[Given passage]:
----------------------------------------

# Need help with strings programming (Cubase, LASS, Adagio Violins)



## Arvianth (Jun 27, 2013)

Programming strings have always been my weak point. So after spending a whole day on this piece i give up and beg for help. :( I would appreciate to hear what my mistakes are.
Here's the piece:
https://soundcloud.com/arvianth/a-treas ... red-wip-01

And a project file (Cubase 5):
https://dl.dropboxusercontent.com/u/130453999/A%20Treasure%20Most%20Desired-15.cpr (https://dl.dropboxusercontent.com/u/130 ... red-15.cpr)

Thanks!


----------



## Hannes_F (Jun 28, 2013)

Hi Arvianth,

I think your programming is not so bad at all. Perhaps the problems can be solved elsewhere.

First thing I notice is that your writing is quite along the idea of "melody in the right hand, chords/accompagnement (sp?) in the left hand". You don't do that totally, but there is a tendency towards it. That is fine for many occasions, but strings writing is thankful for giving little melodies to every part.

Then, your lower parts move very predictable. Basically on the one or when your melody moves a lot. Again, you don't do that totally but there is a tencency. Try to change that a bit - move the bass during a longer note in the melody, let it sit now and then when the melody is busy. Nothing to be overdone but helpful as an idea.

Then, your lower non-pizz strings play thick notes or chords without much animation. Basically you treat them like an organ, therefore it sounds pad-like or organ-like. Let the notes in the celli bounce, dance, develop.

Then, you strive for a big, epic sound, do you? Be careful with the harshness though. Sometimes less @3kHz is more. An animated EQ in that range can work wonders.

Finally, with strings it is often about grace and proportion. Try to carve away what distubs but don't be drastic. You know that already and it shows in your programming, just saying.

Hope that helps
Hannes

EDIT
As an exercise for me I tried what I could do with just mouse programmed samples in the piano roll. I mostly use libraries that are so old that they are not even available any more, so the sound might not be what you are after and your version stands up quite well against it but anyways here it is:

EDIT2: Isn't it funny how different we hear the same thing after a few days. Happens all the time to me. Anyways, here is a better version (I think):

http://strings-on-demand.com/demos/Arvianth-03.mp3


----------



## MR F (Jun 28, 2013)

----------------------------------------

[Material supplied]:
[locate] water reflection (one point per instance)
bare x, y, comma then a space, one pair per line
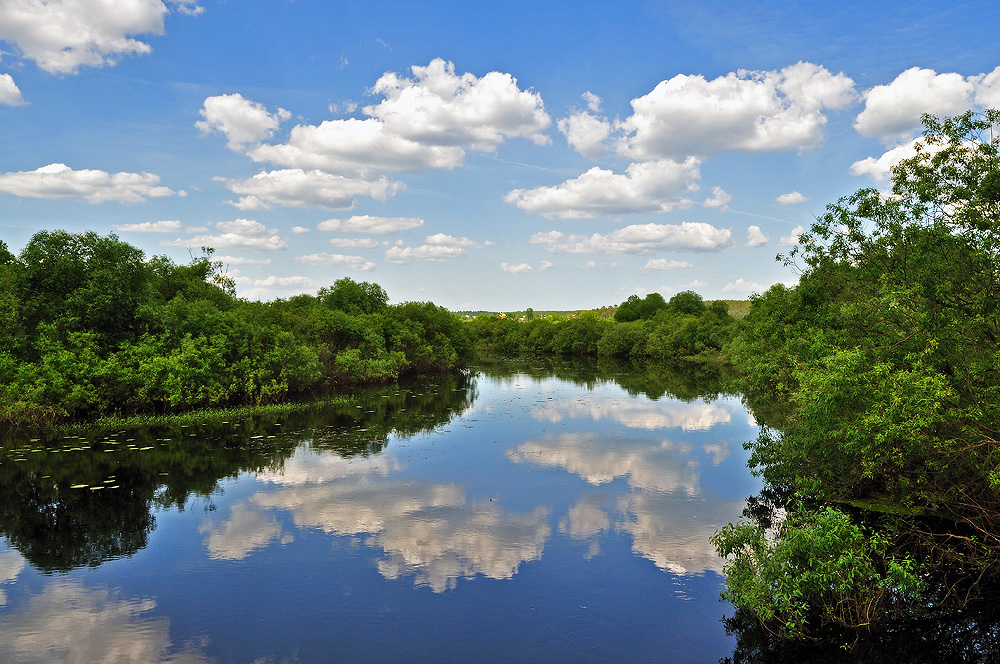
89, 498
11, 564
426, 530
637, 414
325, 521
68, 623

----------------------------------------

[Brief]:
Decide whether each statement agrees with the forum thread. Answer yes or no for each, and quote the words from the thread that settle it.
1. Hannes_F considers Arvianth's programming poor.
2. Hannes_F suggests that cutting around 3kHz can help with harshness.
3. Hannes_F mostly works with current, widely available libraries.
Work only from the forum thread, not the entries.

[Correct result]:
1. No: "I think your programming is not so bad at all."
2. Yes: "Sometimes less @3kHz is more."
3. No: "I mostly use libraries that are so old that they are not even available any more"